* _Entries taken from a collection_
[BEGIN]

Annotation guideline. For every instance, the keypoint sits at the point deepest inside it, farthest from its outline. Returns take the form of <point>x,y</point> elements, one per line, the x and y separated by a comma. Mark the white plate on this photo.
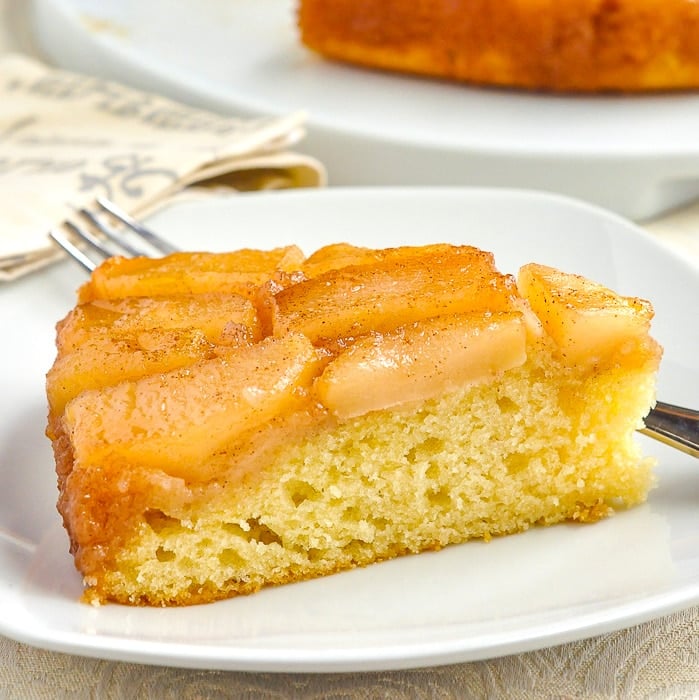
<point>466,602</point>
<point>636,155</point>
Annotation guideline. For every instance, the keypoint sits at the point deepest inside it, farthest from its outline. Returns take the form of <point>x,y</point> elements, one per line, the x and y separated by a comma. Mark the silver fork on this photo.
<point>672,425</point>
<point>120,235</point>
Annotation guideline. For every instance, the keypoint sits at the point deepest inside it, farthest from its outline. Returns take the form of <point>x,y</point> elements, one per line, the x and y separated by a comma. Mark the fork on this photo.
<point>129,237</point>
<point>670,424</point>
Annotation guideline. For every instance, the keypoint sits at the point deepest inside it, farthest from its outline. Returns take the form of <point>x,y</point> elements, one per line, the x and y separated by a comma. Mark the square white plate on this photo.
<point>472,601</point>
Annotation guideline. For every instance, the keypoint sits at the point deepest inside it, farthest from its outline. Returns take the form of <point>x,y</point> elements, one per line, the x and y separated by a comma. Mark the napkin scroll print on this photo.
<point>67,138</point>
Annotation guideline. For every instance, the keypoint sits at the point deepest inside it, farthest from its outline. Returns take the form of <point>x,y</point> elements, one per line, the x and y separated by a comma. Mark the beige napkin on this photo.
<point>67,138</point>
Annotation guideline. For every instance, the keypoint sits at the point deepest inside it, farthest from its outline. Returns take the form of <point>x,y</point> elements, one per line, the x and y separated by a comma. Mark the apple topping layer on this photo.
<point>221,422</point>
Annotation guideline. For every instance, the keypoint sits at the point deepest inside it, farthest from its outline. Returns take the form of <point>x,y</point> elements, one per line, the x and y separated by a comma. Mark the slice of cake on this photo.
<point>576,45</point>
<point>221,422</point>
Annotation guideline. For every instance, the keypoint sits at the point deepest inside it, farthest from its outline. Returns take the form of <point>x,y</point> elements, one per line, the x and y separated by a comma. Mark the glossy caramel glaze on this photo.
<point>572,45</point>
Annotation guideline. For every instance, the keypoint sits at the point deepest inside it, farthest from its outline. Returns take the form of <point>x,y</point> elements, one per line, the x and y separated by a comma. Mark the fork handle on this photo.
<point>675,426</point>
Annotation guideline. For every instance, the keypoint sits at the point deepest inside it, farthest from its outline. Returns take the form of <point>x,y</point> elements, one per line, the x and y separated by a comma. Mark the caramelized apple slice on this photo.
<point>420,361</point>
<point>239,272</point>
<point>397,290</point>
<point>101,360</point>
<point>217,316</point>
<point>338,255</point>
<point>174,421</point>
<point>590,324</point>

[END]

* _GIVEN PROBLEM_
Edit all of the entries above so that every "photo" becomes "image" and nothing else changes. Leave the pictures out of your answer.

* _FINISHED EXERCISE_
Annotation guideline. For every instance, the keypoint sits at the point deepest inside it, farthest from its outline. Returns take the form of <point>x,y</point> elements, one per line, the x and y separated by a comma. Mark the white plate on this image.
<point>466,602</point>
<point>636,155</point>
Annotation guideline. For every instance, the keypoint sits at the point deepest inside it, farthest from its outline. Returns take the form of <point>x,y</point> elements, one per line, the x and y separated by a comma. Mark the silver fork on this image.
<point>672,425</point>
<point>120,235</point>
Annotation guideline. For every instance, the keypoint sits at the point deepest inside it, farthest from its outline. Returns take the form of <point>x,y</point> elements, one per line, the x and y separated by a comma. Mark the fork on this image.
<point>129,237</point>
<point>670,424</point>
Annotation guideline. For every instance, the keypoint sits at the point deepest inside it, farthest from its outline. Returns take the form of <point>x,y</point> elements, one per line, the x and y separated by a comma. Mark the square white plate on this image.
<point>472,601</point>
Annotation guideline. For every instance, the keypoint sits at the point deepest inside it, farthest from its outline. Returns take the form of <point>x,y</point> elements, one per line, the x and y separated by a comma. Mark the napkin scroll print on this image.
<point>67,138</point>
Annotation guideline. For every instance, the keypoint sits at the point deepest inside it, farthest from its outline. Returns take the form of <point>x,y</point> elements, one per line, the x and y separated by a comma. Mark the beige napkin on this image.
<point>67,138</point>
Annotation guideline. For every instance, the keypoint sits at the point deepest inside it, farthest from its outline. Returns take the form of <point>x,y</point> elements, one per line, the x and y separated by a comma. Mark the apple topping layer on this image.
<point>221,422</point>
Annotation guideline. For every instance, the keypoint sits at the point deepest inside it, farthest from its outline. Returns take the form of <point>x,y</point> elements, one per line, the x and y separated by a comma. Mark the slice of cake on this image.
<point>576,45</point>
<point>221,422</point>
Annotation guideline. For every instance, the keypoint sits at the point deepest inside it, farthest from its outline. Returns take the form of <point>x,y</point> elements, one per line, the x and y separated by a comma. Mark the glossy caramel glaze on this image.
<point>572,45</point>
Annotation guideline. For every instance, the keypoint sits at the point deepest inside it, farthest from its outline. Returns take the form of <point>x,y</point> elements, one per line, the x and y separated by a comma. Mark the fork handle on this image.
<point>675,426</point>
Annotation guideline. For every instance, the keypoint sits at the point deepest inside it, farthest from its outline. Returns take the form of <point>x,y</point> elements, one per line, the x and y separated by a comma. Mark the caramelized apple slice on this image.
<point>420,361</point>
<point>239,272</point>
<point>397,290</point>
<point>101,360</point>
<point>217,316</point>
<point>338,255</point>
<point>174,421</point>
<point>590,324</point>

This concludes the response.